►

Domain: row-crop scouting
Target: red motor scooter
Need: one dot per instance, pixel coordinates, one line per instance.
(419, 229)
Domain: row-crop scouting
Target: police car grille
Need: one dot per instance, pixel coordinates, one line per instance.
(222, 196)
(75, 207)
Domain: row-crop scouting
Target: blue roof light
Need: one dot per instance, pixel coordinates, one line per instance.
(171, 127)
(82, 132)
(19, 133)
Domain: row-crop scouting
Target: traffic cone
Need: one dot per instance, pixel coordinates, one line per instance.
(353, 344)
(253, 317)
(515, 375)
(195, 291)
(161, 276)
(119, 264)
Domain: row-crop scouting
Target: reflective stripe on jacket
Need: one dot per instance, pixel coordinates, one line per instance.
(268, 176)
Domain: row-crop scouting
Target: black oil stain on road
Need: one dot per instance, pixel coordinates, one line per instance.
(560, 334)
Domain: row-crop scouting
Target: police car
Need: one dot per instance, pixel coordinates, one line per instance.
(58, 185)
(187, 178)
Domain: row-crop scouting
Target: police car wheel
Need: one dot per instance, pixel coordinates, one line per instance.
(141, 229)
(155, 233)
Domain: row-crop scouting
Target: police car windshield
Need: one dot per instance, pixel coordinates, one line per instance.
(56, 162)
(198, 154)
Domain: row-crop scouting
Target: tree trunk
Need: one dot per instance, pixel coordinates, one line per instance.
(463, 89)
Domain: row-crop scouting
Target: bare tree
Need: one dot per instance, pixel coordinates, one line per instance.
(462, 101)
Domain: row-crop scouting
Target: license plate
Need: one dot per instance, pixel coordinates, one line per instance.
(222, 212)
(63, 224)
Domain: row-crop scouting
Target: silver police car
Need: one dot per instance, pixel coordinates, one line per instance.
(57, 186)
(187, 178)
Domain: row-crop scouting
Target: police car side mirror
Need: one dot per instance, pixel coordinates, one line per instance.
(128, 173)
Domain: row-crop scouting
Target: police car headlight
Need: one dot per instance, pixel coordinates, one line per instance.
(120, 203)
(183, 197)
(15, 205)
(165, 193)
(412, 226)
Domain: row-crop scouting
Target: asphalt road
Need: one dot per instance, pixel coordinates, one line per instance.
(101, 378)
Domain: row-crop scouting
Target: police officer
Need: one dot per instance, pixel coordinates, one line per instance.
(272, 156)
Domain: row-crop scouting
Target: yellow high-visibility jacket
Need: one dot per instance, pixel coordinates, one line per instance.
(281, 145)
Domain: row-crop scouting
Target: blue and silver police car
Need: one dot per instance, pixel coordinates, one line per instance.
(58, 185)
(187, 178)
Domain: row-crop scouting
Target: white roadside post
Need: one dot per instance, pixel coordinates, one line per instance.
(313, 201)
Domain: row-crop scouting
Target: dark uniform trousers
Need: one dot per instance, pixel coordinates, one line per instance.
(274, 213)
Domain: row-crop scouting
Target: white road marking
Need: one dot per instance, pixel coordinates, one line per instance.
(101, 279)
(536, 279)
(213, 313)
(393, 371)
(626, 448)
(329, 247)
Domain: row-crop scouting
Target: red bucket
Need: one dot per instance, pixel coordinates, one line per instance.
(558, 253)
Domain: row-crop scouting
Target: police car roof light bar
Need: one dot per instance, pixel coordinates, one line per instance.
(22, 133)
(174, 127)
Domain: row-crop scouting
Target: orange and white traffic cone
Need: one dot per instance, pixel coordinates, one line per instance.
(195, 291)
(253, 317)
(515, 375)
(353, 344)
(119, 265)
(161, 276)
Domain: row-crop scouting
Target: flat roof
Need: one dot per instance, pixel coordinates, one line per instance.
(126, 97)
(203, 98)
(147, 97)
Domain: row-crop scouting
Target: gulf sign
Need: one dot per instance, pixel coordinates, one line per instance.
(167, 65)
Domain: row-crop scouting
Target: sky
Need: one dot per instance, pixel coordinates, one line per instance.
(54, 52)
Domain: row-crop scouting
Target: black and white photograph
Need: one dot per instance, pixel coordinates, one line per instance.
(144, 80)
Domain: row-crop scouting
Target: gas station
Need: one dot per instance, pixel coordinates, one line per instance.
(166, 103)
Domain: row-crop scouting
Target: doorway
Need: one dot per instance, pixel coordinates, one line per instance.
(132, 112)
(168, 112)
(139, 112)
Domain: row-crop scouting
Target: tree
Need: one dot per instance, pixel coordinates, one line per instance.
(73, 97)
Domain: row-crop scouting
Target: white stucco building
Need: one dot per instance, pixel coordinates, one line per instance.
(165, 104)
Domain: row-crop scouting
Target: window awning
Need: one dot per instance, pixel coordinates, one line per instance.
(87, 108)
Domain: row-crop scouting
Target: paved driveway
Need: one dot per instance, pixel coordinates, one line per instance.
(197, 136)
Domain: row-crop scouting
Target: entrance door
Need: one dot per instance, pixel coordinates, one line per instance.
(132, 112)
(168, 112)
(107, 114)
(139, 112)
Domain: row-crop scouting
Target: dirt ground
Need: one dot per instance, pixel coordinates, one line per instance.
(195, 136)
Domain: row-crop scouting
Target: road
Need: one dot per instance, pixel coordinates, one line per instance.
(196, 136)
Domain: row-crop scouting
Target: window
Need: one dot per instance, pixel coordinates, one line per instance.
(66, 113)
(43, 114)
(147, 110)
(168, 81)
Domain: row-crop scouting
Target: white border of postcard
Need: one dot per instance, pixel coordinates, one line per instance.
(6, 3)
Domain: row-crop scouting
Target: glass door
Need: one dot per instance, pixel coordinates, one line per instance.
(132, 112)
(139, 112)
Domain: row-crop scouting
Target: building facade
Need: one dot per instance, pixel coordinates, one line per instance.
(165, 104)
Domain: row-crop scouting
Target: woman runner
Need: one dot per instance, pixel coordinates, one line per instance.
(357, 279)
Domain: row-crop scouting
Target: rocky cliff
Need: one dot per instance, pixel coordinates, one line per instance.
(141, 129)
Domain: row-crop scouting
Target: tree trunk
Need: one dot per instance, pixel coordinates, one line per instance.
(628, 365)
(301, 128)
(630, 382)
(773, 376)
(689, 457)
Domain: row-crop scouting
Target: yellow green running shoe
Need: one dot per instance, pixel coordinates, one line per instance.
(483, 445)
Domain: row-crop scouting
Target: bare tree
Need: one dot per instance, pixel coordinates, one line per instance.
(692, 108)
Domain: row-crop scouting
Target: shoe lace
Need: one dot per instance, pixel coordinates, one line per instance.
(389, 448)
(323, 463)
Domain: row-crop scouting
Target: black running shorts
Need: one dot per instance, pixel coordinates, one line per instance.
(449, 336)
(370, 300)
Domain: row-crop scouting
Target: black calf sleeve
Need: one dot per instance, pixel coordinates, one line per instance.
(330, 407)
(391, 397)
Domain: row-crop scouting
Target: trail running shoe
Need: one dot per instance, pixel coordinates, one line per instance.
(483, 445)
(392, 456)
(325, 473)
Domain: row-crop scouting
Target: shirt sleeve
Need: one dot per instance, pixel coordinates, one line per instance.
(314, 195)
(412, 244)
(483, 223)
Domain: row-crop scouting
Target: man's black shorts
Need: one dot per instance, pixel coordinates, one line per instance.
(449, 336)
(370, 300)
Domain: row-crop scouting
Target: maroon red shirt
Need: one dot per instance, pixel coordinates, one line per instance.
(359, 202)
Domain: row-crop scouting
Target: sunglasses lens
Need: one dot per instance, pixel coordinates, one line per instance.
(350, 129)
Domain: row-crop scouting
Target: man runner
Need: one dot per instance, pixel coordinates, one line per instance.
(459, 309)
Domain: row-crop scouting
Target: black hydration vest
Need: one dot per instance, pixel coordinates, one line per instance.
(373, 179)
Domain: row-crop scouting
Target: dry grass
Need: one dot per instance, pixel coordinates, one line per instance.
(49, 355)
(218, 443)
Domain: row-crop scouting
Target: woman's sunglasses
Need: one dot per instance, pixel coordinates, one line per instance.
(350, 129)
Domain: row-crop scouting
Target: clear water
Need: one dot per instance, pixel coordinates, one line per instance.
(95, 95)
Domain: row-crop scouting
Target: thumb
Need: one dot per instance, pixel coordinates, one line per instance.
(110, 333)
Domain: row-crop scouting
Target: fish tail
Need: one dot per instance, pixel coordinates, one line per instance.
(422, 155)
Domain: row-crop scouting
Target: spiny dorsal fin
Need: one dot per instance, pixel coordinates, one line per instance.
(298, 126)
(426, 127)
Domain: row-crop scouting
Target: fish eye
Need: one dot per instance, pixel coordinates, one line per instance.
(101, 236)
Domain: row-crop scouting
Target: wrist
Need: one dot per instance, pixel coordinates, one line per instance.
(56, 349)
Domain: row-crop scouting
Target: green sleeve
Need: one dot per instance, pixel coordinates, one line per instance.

◄

Please identify every line in the listing above that contains the word "white", and copy each such line.

Target: white roadside post
Target: white road marking
Target: orange and white traffic cone
Target: black and white photograph
Target: white stucco building
Target: white border of postcard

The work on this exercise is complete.